◆ PROBLEM DESCRIPTION
Put the lines of the entries below into a JSON list of strings, one string per line with blank lines skipped: begin at the line that contains "Check that every instance of the boulder" and stop after the line that contains "column 592, row 93". Leave the pictures out of the list.

◆ INFORMATION GIVEN
---

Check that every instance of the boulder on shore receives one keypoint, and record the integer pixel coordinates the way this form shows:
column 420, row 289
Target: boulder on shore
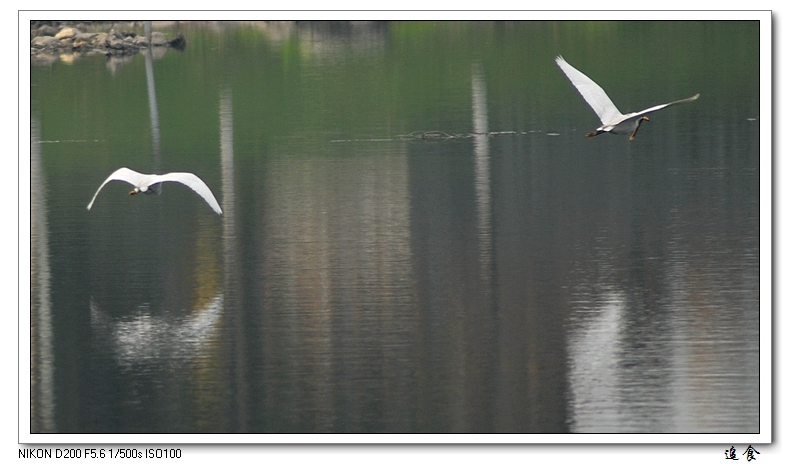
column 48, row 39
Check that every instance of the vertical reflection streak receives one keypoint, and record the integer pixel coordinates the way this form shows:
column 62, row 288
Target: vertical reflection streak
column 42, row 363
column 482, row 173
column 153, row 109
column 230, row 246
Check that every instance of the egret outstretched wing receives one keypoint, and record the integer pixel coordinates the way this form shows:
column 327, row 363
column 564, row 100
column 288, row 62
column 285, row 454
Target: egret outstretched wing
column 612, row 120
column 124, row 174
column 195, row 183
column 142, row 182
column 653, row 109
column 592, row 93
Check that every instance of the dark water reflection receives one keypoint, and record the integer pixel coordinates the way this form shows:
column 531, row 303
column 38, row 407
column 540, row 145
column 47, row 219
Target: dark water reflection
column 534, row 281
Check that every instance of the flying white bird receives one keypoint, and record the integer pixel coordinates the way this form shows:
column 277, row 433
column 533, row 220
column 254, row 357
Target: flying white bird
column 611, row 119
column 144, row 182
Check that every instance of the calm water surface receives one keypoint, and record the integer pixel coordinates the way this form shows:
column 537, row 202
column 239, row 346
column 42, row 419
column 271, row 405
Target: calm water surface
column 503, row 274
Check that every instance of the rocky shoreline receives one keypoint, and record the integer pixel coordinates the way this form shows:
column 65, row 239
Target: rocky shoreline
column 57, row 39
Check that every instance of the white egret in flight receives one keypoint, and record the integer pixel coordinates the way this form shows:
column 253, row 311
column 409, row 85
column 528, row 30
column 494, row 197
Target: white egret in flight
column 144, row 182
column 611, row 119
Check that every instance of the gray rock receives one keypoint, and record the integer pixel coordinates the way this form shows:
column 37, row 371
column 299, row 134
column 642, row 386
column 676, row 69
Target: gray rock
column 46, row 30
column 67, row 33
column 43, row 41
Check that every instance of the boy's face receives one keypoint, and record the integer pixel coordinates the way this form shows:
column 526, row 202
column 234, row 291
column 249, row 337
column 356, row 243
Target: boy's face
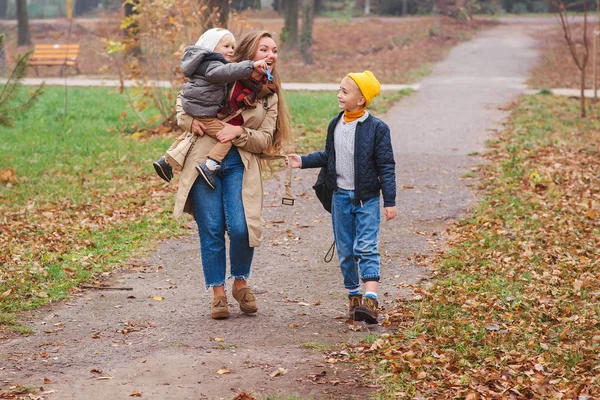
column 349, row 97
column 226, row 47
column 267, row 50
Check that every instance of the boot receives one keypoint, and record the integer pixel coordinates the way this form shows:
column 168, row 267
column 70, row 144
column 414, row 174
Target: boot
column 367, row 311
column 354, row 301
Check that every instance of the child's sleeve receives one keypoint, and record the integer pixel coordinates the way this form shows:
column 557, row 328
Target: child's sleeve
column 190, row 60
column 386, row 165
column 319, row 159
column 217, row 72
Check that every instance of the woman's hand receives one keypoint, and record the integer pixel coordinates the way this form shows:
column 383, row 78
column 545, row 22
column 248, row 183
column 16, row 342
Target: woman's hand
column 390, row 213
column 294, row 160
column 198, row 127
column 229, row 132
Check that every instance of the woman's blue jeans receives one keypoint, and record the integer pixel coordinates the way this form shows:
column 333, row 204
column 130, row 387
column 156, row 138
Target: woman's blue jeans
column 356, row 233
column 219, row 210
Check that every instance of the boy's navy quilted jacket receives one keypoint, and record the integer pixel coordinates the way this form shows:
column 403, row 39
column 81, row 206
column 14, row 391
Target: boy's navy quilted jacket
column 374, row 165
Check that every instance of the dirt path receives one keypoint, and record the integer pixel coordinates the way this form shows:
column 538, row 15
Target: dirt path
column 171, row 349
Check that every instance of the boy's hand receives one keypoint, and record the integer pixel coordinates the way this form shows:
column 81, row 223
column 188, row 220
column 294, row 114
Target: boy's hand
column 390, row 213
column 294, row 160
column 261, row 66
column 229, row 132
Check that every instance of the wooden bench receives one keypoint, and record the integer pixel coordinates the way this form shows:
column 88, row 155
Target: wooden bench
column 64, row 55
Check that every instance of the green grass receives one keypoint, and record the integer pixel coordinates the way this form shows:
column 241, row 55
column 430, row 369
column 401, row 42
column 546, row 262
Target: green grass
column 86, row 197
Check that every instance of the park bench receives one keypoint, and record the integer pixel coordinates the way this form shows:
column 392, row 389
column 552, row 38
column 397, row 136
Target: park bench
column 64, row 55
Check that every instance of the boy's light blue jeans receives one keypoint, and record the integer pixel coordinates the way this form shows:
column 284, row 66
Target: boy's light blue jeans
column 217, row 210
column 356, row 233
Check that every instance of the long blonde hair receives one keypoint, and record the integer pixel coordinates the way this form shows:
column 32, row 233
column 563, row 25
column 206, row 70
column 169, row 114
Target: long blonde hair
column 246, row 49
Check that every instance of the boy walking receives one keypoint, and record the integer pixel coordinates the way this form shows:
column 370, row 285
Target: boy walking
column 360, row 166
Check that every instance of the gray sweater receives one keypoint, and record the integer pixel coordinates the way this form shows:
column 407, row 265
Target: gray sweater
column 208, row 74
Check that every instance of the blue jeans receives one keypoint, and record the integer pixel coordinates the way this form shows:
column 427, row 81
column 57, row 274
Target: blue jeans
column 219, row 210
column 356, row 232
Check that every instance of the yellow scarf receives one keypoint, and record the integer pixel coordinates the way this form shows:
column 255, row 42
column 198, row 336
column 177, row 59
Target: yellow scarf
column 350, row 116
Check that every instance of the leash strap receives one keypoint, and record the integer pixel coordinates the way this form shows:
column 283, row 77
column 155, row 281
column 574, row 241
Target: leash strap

---

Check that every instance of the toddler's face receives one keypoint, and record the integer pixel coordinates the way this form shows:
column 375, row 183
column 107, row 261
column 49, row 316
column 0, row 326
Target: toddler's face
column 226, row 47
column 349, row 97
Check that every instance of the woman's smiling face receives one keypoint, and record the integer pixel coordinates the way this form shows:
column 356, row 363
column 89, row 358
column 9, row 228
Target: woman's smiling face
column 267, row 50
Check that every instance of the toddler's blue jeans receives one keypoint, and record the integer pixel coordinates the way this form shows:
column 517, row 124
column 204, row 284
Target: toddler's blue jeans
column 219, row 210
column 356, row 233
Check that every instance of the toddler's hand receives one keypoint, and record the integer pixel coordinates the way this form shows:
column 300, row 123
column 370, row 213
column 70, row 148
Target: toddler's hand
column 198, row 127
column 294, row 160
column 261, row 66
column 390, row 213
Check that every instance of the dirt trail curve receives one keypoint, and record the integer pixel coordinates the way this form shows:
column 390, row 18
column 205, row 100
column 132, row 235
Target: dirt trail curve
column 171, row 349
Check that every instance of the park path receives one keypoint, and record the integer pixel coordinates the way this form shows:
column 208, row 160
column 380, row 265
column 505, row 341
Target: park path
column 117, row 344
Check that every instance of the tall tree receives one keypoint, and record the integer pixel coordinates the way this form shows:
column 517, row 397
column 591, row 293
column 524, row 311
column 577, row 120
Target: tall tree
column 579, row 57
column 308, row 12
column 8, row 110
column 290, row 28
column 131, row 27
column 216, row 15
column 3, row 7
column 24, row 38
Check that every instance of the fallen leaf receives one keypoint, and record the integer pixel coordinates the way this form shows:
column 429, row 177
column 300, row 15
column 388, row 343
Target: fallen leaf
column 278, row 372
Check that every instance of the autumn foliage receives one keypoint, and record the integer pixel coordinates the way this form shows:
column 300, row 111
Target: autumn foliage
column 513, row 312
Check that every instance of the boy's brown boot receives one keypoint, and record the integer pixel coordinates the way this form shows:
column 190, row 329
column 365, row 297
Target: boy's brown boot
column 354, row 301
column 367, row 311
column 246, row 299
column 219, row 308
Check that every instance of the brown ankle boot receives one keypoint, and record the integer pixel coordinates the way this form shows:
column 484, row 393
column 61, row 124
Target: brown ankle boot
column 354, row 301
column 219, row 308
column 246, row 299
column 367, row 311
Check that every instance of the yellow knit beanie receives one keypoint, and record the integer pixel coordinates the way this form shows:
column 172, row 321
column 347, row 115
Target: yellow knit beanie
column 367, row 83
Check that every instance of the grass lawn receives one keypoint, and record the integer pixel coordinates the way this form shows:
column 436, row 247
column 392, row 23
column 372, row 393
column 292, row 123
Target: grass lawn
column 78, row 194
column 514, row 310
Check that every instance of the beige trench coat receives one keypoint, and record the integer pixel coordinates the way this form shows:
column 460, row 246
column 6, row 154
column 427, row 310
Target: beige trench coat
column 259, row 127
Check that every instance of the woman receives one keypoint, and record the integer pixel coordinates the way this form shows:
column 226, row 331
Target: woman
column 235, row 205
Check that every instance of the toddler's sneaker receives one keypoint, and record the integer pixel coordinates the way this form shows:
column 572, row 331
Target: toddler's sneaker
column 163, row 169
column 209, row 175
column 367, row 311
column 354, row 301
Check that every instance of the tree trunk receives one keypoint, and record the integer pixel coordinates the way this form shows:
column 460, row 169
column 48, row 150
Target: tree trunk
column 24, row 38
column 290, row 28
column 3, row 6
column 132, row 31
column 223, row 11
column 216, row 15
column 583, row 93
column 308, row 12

---

◆ TASK OUTPUT
[
  "Check that every instance of the boulder on shore receives one keypoint, and record the integer pixel coordinates the way this form shows:",
  "column 420, row 289",
  "Target: boulder on shore",
  "column 48, row 39",
  "Check that every instance of the vertical reflection streak receives one keypoint, and record the integer pixel coordinates the way this form shows:",
  "column 62, row 288",
  "Target: vertical reflection streak",
  "column 42, row 363",
  "column 482, row 173",
  "column 153, row 109",
  "column 230, row 246",
  "Check that every instance of the egret outstretched wing receives one keypoint, and record the integer pixel coordinates the way this form shows:",
  "column 327, row 363",
  "column 564, row 100",
  "column 288, row 62",
  "column 285, row 454",
  "Target: egret outstretched wing",
  "column 612, row 120",
  "column 124, row 174",
  "column 195, row 183",
  "column 142, row 182",
  "column 653, row 109",
  "column 592, row 93"
]